RECORDS TO PROCESS
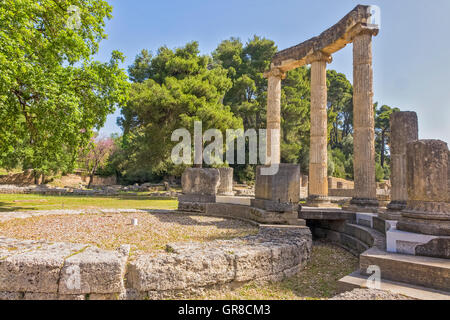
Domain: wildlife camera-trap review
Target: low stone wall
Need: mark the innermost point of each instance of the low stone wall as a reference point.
(273, 254)
(348, 193)
(41, 270)
(348, 234)
(237, 211)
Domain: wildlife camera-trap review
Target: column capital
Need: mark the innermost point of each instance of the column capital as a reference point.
(276, 73)
(361, 29)
(319, 56)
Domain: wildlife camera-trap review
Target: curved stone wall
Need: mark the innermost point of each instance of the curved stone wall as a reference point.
(41, 270)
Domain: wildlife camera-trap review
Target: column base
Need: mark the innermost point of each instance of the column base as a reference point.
(318, 201)
(363, 205)
(390, 215)
(396, 205)
(393, 211)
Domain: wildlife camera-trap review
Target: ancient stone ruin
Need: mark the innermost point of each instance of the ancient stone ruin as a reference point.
(406, 244)
(409, 241)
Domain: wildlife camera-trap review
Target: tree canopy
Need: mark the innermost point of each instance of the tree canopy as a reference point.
(172, 90)
(52, 94)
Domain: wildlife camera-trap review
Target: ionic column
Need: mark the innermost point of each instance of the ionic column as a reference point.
(318, 157)
(274, 77)
(363, 122)
(404, 129)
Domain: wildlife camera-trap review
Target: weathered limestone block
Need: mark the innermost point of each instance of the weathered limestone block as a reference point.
(279, 192)
(277, 251)
(37, 270)
(5, 295)
(437, 248)
(226, 182)
(329, 41)
(404, 129)
(200, 185)
(252, 262)
(428, 208)
(98, 271)
(179, 271)
(40, 296)
(200, 181)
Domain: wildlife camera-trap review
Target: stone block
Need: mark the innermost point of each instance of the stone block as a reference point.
(37, 270)
(93, 271)
(226, 182)
(200, 181)
(253, 263)
(438, 248)
(282, 187)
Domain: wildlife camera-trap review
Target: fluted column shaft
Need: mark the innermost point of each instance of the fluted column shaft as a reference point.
(318, 157)
(363, 121)
(273, 114)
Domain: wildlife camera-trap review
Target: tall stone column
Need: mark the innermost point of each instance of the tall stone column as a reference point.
(428, 207)
(318, 157)
(363, 123)
(404, 129)
(274, 77)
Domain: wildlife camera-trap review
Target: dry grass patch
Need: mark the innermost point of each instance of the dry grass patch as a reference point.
(109, 231)
(318, 280)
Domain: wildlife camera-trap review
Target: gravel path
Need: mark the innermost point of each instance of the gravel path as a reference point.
(109, 230)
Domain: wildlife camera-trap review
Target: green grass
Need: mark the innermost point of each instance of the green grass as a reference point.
(25, 202)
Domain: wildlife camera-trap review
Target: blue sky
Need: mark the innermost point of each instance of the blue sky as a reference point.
(411, 53)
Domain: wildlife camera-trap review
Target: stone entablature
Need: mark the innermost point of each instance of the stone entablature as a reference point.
(328, 42)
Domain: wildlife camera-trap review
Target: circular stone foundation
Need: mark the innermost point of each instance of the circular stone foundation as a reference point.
(216, 253)
(112, 229)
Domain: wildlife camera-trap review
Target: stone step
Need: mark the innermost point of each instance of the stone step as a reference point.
(348, 242)
(415, 270)
(356, 280)
(369, 236)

ASSIGNMENT
Quote the material word for word, dropping any images it holds.

OUTPUT OF THE TASK
Domain: wildlife camera-trap review
Target: low stone wall
Need: mark the innermost point of each instance of the low stone wall as a reference point.
(273, 254)
(348, 193)
(41, 270)
(348, 234)
(237, 211)
Domain: wildlife camera-trap review
Target: column capital
Need: mark the innermost point of each instance of the column capital as a reference point.
(276, 73)
(361, 29)
(319, 56)
Domain: wildlife camera-trap review
Target: curved stone wall
Need: mark the innermost point of each instance of the curved stone wall as a reference point.
(41, 270)
Domain: wildlife camera-trap review
Target: column base
Need: mark the innermost point of each instance of the column base as a reference point.
(318, 201)
(363, 205)
(390, 215)
(396, 205)
(393, 211)
Domain: wildlife camera-trap review
Target: ancient stone ruin
Need: mark the innermost point of each instance of the ancient stone ruin as a reference point.
(406, 244)
(409, 241)
Domain: wildlife camera-trap review
Target: tree canopy
Need: mark the innermost point of each instance of the tree canopy as a reference point.
(172, 90)
(52, 94)
Domain: wildlife camera-trap review
Target: ionic column
Need: mark the innermost point of each instance of the ionic column as a reference point.
(318, 157)
(274, 77)
(363, 122)
(404, 129)
Domain: wildlife camera-trap review
Target: weathered limestone block
Need: mark the innermost point of each instance of the weathered limestone block as a reference point.
(279, 192)
(277, 251)
(37, 270)
(5, 295)
(437, 248)
(226, 182)
(329, 41)
(404, 129)
(200, 185)
(252, 262)
(428, 208)
(98, 271)
(179, 271)
(40, 296)
(200, 181)
Domain: wildlife camera-trap review
Target: stone block
Need: mark the innermost point of each instance of the stone block as a reference point.
(37, 270)
(93, 271)
(226, 182)
(200, 181)
(253, 263)
(438, 248)
(282, 187)
Domain: wildlife camera-trap review
Target: fluted column shaft
Need: mark the innermost point of each instance of the fluted column shaft as a reference point.
(318, 157)
(363, 121)
(273, 114)
Domain: wildlife camera-trap review
Target: tall stone column
Need: mark the innermost point of each instance of the tall stone column as a reference point.
(428, 207)
(318, 157)
(363, 123)
(404, 129)
(274, 77)
Domain: wildlife camera-trap review
Target: dry grass patch
Need: mark the innermost point of each instance of the dry grass patch as a reference point.
(109, 231)
(318, 280)
Domain: wildlife camera-trap review
Target: gravel path
Need: mark the innermost point of each instance of the gravel path as a reference point.
(109, 230)
Domain: wildlife camera-trap review
Target: green grass
Need: mark the innermost point of each instance of the green grass as a reference point.
(25, 202)
Domain: wildlife camera-trap review
Target: blue sky
Need: mark the innermost point of each instance of the blue sky as a reference point.
(411, 53)
Domain: wildlife camera-trap review
Target: stone entablature
Need: mark the innermost point of each instance of the stone entablature as a reference point.
(328, 42)
Domain: wildlife camera-trap review
Target: circular stone foundation
Need: mark the innermost point of each instance of the circular stone foundation as a reference point.
(216, 253)
(112, 229)
Domain: wildlife camera-trap review
Target: stone step
Need: mark the innermost point of each instance of the stone step as a reference point.
(348, 242)
(415, 270)
(356, 280)
(369, 236)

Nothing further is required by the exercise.